ASSIGNED TASK: Output the full listing exactly as written, with no pictures in it.

RECORDS SHOWN:
------------------------------------------------
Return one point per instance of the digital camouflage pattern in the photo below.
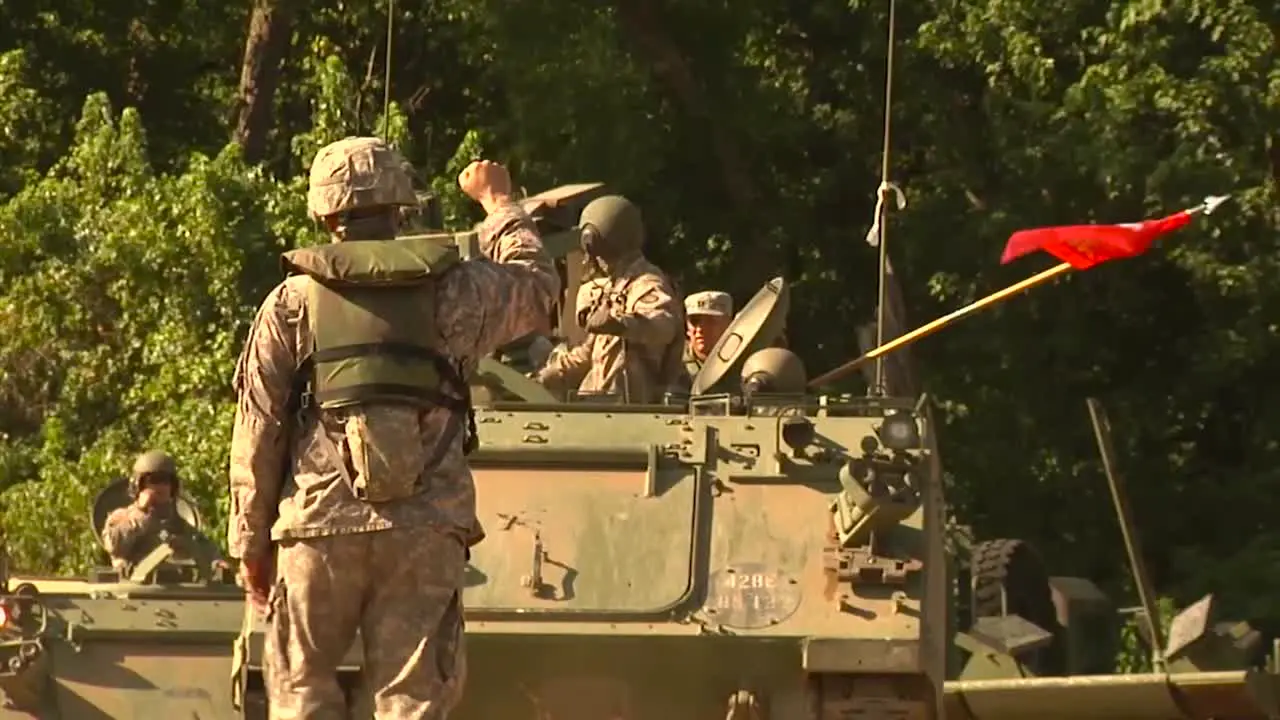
(357, 172)
(286, 487)
(643, 300)
(481, 305)
(709, 302)
(415, 659)
(131, 532)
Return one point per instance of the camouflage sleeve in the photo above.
(485, 305)
(567, 367)
(264, 381)
(124, 528)
(654, 313)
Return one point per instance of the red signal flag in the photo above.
(1086, 246)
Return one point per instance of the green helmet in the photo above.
(357, 172)
(152, 463)
(612, 228)
(775, 370)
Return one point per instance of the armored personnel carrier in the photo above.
(746, 552)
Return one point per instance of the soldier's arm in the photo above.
(124, 528)
(568, 367)
(512, 296)
(264, 382)
(654, 313)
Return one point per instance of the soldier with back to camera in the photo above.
(352, 429)
(631, 314)
(131, 532)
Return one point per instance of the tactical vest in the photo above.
(371, 310)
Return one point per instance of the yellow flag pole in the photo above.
(1207, 208)
(929, 328)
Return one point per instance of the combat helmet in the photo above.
(612, 228)
(152, 463)
(357, 172)
(773, 370)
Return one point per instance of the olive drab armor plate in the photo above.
(373, 317)
(757, 326)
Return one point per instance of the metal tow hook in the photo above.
(534, 580)
(743, 706)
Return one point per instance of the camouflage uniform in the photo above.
(132, 532)
(707, 302)
(630, 355)
(393, 570)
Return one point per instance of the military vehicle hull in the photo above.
(169, 657)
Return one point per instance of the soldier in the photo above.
(631, 314)
(707, 317)
(131, 532)
(352, 428)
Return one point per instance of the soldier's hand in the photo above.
(256, 578)
(146, 499)
(485, 182)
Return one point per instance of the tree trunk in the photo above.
(269, 30)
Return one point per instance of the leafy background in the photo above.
(141, 215)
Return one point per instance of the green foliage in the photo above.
(1136, 654)
(131, 263)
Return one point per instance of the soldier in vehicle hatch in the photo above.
(352, 428)
(631, 314)
(707, 315)
(131, 532)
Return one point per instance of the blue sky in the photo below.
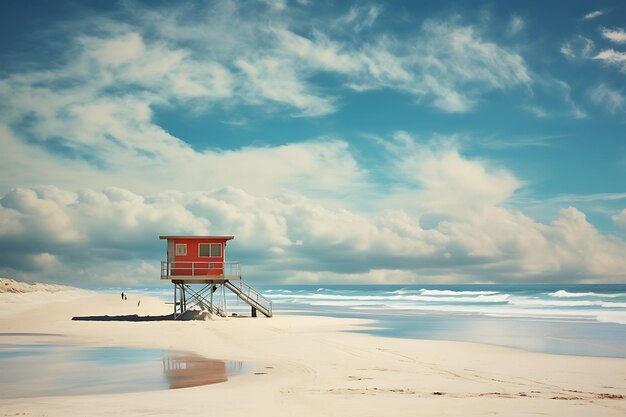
(345, 142)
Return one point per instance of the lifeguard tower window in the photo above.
(181, 249)
(213, 250)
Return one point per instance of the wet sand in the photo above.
(309, 366)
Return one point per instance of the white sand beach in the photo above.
(309, 366)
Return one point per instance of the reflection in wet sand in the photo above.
(46, 368)
(186, 370)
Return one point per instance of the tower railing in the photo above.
(200, 269)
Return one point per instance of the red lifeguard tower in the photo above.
(201, 261)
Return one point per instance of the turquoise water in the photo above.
(562, 319)
(51, 369)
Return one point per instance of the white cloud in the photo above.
(273, 79)
(613, 57)
(593, 14)
(615, 35)
(516, 25)
(620, 219)
(359, 17)
(580, 47)
(566, 50)
(610, 99)
(292, 237)
(537, 111)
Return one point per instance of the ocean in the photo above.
(587, 320)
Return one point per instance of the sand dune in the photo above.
(308, 366)
(8, 285)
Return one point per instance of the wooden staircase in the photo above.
(251, 297)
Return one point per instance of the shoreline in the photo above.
(310, 365)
------------------------------------------------
RESULT FOR THIS TASK:
Return one point per instance of the digital camouflage pattern in the photo below.
(357, 172)
(286, 487)
(643, 300)
(481, 305)
(709, 302)
(415, 659)
(131, 532)
Return one point per instance of the camouflage sleeve in the photo above.
(485, 305)
(567, 367)
(264, 381)
(124, 528)
(654, 313)
Return one point per instance of the red signal flag in the photo above.
(1086, 246)
Return one point per instance of the green helmet in the photo above.
(357, 172)
(152, 463)
(612, 228)
(775, 370)
Return one point per instance of the armored personnel carrier in the photo above.
(746, 552)
Return one point per instance of the soldier's arm in the photo above.
(124, 528)
(568, 367)
(512, 296)
(264, 382)
(654, 313)
Return one point per instance of the soldier with back to camera in the photo above.
(352, 429)
(631, 314)
(131, 532)
Return one point per instance of the tactical vest in the photo above.
(371, 310)
Return one point per instance of the yellow flag pole in the photo above.
(1207, 208)
(929, 328)
Return one point per instance of the combat helmet in the photo above.
(612, 228)
(152, 463)
(357, 172)
(773, 370)
Return one point per instance of the olive drab armor plate in the photo above.
(373, 317)
(757, 326)
Return one point per instance of the metal tow hook in the photo above.
(534, 580)
(743, 706)
Return one point per instance of the camouflage uniform in the photo above.
(132, 532)
(707, 302)
(630, 355)
(393, 570)
Return one point per instance of the military vehicle hull in the photo above.
(169, 657)
Return one point per instance of the soldier in the photo above.
(631, 314)
(707, 317)
(131, 532)
(352, 428)
Return one point per instance of the soldier's hand in the photo above.
(256, 578)
(146, 499)
(485, 182)
Return one point per instance of the tree trunk in the photo above.
(269, 30)
Return one point per instance of the leafy background in the photo above.
(141, 215)
Return one point per instance of the green foliage in the photo above.
(1136, 654)
(131, 263)
Return one point per instance of the soldier in vehicle hatch in the photo above.
(352, 428)
(631, 314)
(707, 315)
(131, 532)
Return one point per instance of the blue sky in the photo below.
(345, 142)
Return one point per instance of the lifeguard tower window in the photo above.
(181, 249)
(213, 250)
Return one point per instance of the wet sand in the photo above.
(309, 366)
Return one point per instance of the white sand beach in the photo above.
(309, 366)
Return one point per instance of the reflection in wet sand in the photo above.
(46, 368)
(186, 370)
Return one point per instance of the tower railing in the photo above.
(200, 269)
Return one point per instance of the red lifeguard tower in the photo above.
(201, 261)
Return one point per instance of the turquoise water in the photo above.
(562, 319)
(51, 369)
Return one point per instance of the white cloud in the photo above.
(273, 79)
(613, 57)
(593, 14)
(615, 35)
(516, 25)
(620, 219)
(359, 17)
(580, 47)
(566, 50)
(610, 99)
(292, 237)
(537, 111)
Return one point per instance of the ocean in the photo above.
(587, 320)
Return one point per instance of the sand dune in the photo above.
(308, 366)
(8, 285)
Return one point per instance of the wooden staircase in the photo above.
(251, 297)
Return one point per instance of the shoreline in the photo above.
(310, 365)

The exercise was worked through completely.